REQUIREMENTS >>
Starting at the line that contains "Which region of this screenshot contains the reed" and ending with the last line of the rows, output those lines as a Markdown table with columns No and Line, numbering each line and omitting any blank ones.
--- BEGIN ---
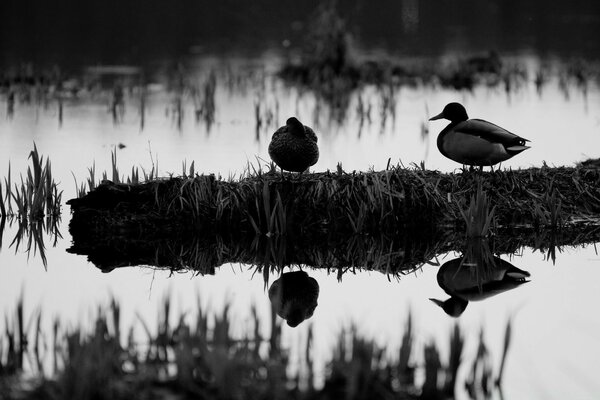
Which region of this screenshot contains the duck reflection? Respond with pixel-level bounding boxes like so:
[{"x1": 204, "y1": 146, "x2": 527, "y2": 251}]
[
  {"x1": 430, "y1": 241, "x2": 529, "y2": 317},
  {"x1": 269, "y1": 271, "x2": 319, "y2": 327}
]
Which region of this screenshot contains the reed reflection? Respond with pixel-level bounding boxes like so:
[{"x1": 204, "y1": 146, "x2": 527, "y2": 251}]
--- END ---
SOLUTION TO THIS TASK >>
| No | Line |
|---|---|
| 1 | Which region of this screenshot contains the reed reflection? Respond with pixel-level bounding boxes like so: |
| 2 | [{"x1": 204, "y1": 146, "x2": 527, "y2": 251}] |